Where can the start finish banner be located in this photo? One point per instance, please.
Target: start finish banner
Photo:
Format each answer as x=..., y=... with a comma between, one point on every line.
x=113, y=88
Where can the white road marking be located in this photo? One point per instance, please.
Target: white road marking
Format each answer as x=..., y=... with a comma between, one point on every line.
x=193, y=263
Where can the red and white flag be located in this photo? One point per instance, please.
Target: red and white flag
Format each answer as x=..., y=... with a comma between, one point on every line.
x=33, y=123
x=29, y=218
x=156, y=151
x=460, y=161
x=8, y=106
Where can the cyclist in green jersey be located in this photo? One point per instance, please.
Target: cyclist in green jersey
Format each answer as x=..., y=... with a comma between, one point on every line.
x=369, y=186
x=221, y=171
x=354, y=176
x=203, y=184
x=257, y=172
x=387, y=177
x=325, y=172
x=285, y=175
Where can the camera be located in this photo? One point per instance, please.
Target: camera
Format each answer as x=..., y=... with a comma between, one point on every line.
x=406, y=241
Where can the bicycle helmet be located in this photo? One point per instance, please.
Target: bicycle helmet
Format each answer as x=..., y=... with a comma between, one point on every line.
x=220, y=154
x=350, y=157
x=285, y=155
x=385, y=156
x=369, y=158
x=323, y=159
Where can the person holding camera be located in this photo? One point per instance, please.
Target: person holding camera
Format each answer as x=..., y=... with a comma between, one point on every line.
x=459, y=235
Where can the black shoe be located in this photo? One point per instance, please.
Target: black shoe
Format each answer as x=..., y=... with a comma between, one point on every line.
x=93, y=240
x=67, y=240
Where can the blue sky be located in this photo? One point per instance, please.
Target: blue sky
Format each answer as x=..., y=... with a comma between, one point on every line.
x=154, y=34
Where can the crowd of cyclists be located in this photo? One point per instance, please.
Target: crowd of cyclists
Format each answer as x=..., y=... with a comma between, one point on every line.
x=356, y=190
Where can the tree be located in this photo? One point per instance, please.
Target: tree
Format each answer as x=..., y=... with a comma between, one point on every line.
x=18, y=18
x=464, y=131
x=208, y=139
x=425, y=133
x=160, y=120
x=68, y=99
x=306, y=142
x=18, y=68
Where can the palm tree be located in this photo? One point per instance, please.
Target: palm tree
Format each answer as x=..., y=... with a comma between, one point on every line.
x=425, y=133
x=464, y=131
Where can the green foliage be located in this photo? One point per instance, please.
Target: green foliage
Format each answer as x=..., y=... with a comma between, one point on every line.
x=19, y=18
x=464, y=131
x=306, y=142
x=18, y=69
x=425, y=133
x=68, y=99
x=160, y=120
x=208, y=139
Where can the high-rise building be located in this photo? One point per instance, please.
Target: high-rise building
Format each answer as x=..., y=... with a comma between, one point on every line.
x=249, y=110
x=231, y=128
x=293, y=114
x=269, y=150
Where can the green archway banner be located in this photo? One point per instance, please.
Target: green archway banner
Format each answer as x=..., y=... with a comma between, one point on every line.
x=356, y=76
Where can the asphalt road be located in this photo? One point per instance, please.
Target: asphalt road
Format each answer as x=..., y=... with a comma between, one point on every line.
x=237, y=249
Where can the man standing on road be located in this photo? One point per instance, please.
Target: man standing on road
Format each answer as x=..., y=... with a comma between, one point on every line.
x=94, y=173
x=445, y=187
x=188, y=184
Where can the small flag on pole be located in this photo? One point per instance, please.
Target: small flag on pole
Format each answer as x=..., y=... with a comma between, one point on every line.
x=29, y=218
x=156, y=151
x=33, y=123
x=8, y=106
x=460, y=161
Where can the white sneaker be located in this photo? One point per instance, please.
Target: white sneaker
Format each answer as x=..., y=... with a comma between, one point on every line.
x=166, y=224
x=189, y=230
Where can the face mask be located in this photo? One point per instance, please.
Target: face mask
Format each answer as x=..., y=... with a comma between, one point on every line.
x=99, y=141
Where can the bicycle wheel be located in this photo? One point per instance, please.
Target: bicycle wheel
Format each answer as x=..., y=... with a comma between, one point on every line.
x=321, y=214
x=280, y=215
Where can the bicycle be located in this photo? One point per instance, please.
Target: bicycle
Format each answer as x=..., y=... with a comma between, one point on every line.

▸ Task statement
Copy the material above, changing every "Format each answer" to "Write each answer" and keeping everything else the same.

▸ Output for this task
Where can the start finish banner be located in this photo? One point per instance, please.
Target: start finish banner
Photo:
Write each answer as x=..., y=... with a comma between, one point on every line.
x=113, y=88
Where can the white road marking be located in this photo? One point per instance, please.
Target: white road marking
Write each answer as x=..., y=... with a comma between, one point on every line.
x=193, y=263
Where can the red and white flag be located in this photo? One point per instance, please.
Target: red and white flag
Write each answer as x=..., y=... with a comma between, one point on every line.
x=33, y=123
x=29, y=218
x=156, y=151
x=460, y=161
x=8, y=106
Where can the cyclist in green jersey be located in this photo? One point per instance, please.
Target: cyclist in green jersey
Write each answer as x=..., y=... with a comma between, one point on every line.
x=369, y=186
x=221, y=171
x=354, y=176
x=203, y=184
x=257, y=172
x=387, y=177
x=325, y=172
x=285, y=175
Where can the camera be located in this photo? One point per instance, please.
Target: camera
Write each answer as x=..., y=... with a comma between, one point on every line.
x=406, y=241
Where can the bicycle helmet be located in this photo? One point per instance, please.
Target: bicycle helmet
Write each answer as x=..., y=... with a comma between, one point on every line.
x=220, y=154
x=350, y=157
x=285, y=155
x=385, y=156
x=369, y=158
x=323, y=159
Where can the person holding camera be located in this photo? One point per instance, please.
Target: person holding camera
Write each answer as x=..., y=... with a comma between, one point on every line.
x=459, y=235
Where can the black shoe be located in this photo? One point per instance, please.
Target: black shoe
Write each answer as x=..., y=... with a comma between, one point on every line.
x=93, y=240
x=67, y=240
Where can the blue sky be located in this photo? One point per instance, please.
Target: blue sky
Write each answer as x=..., y=... with a comma between, one point on every line.
x=154, y=34
Where can the crowd of cyclists be located in this photo? One point per instance, please.
Target: crowd of cyclists
Write each answer as x=..., y=... with a comma between, one point on every line.
x=356, y=190
Where can the tree be located in this photo? One point per instance, please.
Target: tree
Write each answer as x=..., y=... with a comma between, one point on every line.
x=18, y=18
x=464, y=131
x=208, y=139
x=425, y=133
x=160, y=120
x=68, y=99
x=306, y=142
x=18, y=68
Where can the palm tree be located in this photo? One point per instance, please.
Target: palm tree
Write each answer as x=..., y=... with a comma between, one point on every line.
x=425, y=133
x=464, y=131
Where can the green foliage be located in this photo? One point per instance, please.
Target: green foliage
Write each answer as x=..., y=... with a comma between, one point on every line.
x=19, y=18
x=464, y=131
x=306, y=142
x=18, y=69
x=425, y=133
x=68, y=99
x=160, y=120
x=208, y=139
Where can the high-rise building be located in this photo? One point per instance, please.
Target: high-rise building
Write each answer as x=..., y=... with a comma between, one point on every line.
x=249, y=110
x=231, y=128
x=293, y=114
x=269, y=150
Where can the green archway banner be located in this photo? One point per instance, please.
Target: green archway banner
Write each answer as x=..., y=... with a comma between, one point on every line.
x=356, y=76
Where can the asphalt road be located in this photo? One point per instance, please.
Target: asphalt road
Write each answer as x=..., y=... with a comma between, one point on every line.
x=237, y=249
Where can the man standing on road be located in this photo? One point per instance, please.
Target: man standing on road
Write each answer as x=..., y=... with a comma between, one point on every line.
x=94, y=173
x=445, y=187
x=188, y=184
Where can the small flag on pole be located in this photo? One point per instance, please.
Target: small flag on pole
Write each answer as x=..., y=... with a comma between, one point on every line.
x=29, y=218
x=156, y=151
x=33, y=123
x=8, y=106
x=460, y=161
Where can the white sneaker be located in this photo? One point per instance, please.
Target: white sneaker
Write each answer as x=..., y=... with a comma between, one point on every line.
x=166, y=224
x=189, y=230
Where can the face mask be located in this photo? One point per instance, please.
Target: face mask
Write each answer as x=..., y=... with a comma between, one point on every line.
x=99, y=141
Where can the bicycle wheel be located in this photo? One point per instance, please.
Target: bicycle wheel
Write each answer as x=..., y=... with a comma between, one point on every line.
x=321, y=214
x=280, y=215
Where can the bicycle be located in this photo? One point per instance, please.
Target: bicycle
Write each answer as x=..., y=... with a comma between, one point on every line.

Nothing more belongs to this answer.